== What is expected ==
In the text about southern rice black-streaked dwarf virus, which insect is the only confirmed vector of the virus?

Keywords: White-backed planthopper, Life parameter, Virus–vector interaction
Introduction
Southern rice black-streaked dwarf virus (SRBSDV) is a novel species in the genus Fijivirus, family Reoviridae, proposed by Zhang et al. [1] and Zhou et al. [2] in 2008. The viral particles are icosahedral, double-layered virions with a diameter of approximately 70 nm and contain ten double-stranded RNA (dsRNA) genomic segments named S1 to S10 [3]. This virus, first found in Guangdong Province, China, has spread rapidly throughout southern China and northern Vietnam, and poses a great threat to rice production in these areas.
The white-backed planthopper (WBPH, Sogatella furcifera, Delphacidae, Hemiptera), a typical large-scale migratory rice pest in Southeast Asia, is currently the only confirmed vector of SRBSDV. The virus can abundantly propagate in the insect body and is transmitted by WBPH in a persistent manner, but cannot be transmitted through eggs [2]. Pu et al. [4] reported that 83% of the second-generation population of WBPH adults propagated on SRBSDV-infected rice plants became viruliferous. The minimum virus acquisition and inoculation access periods were 5 and 30 min, respectively, for both WBPH nymphs and adults, and the circulative transmission period of the virus in WBPH ranged from 6–14 days [4]. Most viruliferous individuals transmitted the virus with intermittent periods ranging from 2–6 days, and a single viruliferous individual could transmit it to 8–25 rice plants within a 5-day period [4]. WBPH can transmit SRBSDV from rice to maize seedlings, but it rarely acquires the virus from infected maize [5].
A disease cycle of the SRBSDV-caused rice disease was proposed by Guo et al. [6]. Briefly, SRBSDV and its vector, WBPH, overwinter in a warm tropical or sub-tropical area. The viruliferous WBPH adults bring the virus from south to north (in the Northern Hemisphere) through their migration in early spring, transmit it to rice seedlings in the newly colonized area, and lay eggs. The nymphs hatch and feed on the infected seedlings, and a high proportion of the next generation of WBPHs become viruliferous. Their dispersal leads to secondary infections of the virus and severe outbreaks of the viral disease.

== Supplied entries ==
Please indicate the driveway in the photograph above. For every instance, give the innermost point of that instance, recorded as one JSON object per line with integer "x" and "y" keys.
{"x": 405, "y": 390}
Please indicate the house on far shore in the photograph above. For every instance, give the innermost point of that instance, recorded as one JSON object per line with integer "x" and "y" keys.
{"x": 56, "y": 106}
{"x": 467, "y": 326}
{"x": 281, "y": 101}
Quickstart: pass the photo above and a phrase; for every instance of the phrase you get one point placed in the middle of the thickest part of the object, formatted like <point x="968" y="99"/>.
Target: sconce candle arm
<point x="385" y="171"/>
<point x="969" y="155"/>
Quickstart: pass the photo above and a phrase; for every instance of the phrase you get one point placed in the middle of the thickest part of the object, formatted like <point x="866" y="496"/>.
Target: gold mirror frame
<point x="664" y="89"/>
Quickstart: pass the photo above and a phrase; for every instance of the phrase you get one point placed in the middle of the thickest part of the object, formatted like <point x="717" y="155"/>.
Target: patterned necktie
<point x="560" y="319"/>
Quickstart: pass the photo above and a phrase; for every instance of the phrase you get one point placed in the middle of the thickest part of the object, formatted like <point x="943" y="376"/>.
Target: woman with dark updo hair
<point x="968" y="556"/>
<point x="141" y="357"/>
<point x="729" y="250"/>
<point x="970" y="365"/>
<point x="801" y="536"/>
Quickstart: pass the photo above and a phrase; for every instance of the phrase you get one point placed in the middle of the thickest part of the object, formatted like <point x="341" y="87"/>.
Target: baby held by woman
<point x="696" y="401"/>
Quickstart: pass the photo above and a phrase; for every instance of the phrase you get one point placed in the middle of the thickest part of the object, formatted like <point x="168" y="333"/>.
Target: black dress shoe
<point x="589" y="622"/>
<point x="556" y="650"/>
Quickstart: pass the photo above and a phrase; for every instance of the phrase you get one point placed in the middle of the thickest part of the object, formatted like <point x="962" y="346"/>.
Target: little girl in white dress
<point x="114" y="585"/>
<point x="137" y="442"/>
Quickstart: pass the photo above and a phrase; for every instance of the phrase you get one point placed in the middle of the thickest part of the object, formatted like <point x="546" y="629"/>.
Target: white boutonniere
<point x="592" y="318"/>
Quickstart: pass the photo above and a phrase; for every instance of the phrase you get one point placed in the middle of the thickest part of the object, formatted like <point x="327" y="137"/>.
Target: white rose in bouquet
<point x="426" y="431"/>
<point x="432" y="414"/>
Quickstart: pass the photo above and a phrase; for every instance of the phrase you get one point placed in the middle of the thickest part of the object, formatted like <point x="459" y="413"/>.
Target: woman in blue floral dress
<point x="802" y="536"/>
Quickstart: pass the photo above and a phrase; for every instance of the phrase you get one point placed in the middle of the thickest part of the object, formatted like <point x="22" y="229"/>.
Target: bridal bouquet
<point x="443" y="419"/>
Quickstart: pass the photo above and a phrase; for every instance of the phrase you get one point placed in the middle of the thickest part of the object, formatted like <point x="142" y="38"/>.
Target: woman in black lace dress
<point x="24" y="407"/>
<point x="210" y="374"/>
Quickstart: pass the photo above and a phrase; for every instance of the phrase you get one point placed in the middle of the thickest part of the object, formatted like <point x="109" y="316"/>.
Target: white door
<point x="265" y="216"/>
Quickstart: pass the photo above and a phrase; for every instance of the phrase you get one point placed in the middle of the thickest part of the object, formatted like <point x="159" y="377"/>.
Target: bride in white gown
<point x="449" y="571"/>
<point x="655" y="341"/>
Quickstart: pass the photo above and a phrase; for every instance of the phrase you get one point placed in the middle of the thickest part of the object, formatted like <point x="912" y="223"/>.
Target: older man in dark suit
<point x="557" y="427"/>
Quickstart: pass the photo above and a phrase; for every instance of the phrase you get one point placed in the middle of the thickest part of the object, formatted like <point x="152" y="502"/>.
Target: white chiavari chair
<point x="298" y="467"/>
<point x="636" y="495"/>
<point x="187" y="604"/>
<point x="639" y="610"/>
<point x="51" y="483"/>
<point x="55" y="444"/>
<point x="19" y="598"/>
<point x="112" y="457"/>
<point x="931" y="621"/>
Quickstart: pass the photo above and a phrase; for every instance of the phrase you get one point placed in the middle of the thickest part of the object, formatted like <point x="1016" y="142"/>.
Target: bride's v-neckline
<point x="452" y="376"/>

== Answer to this problem ==
The white-backed planthopper (Sogatella furcifera).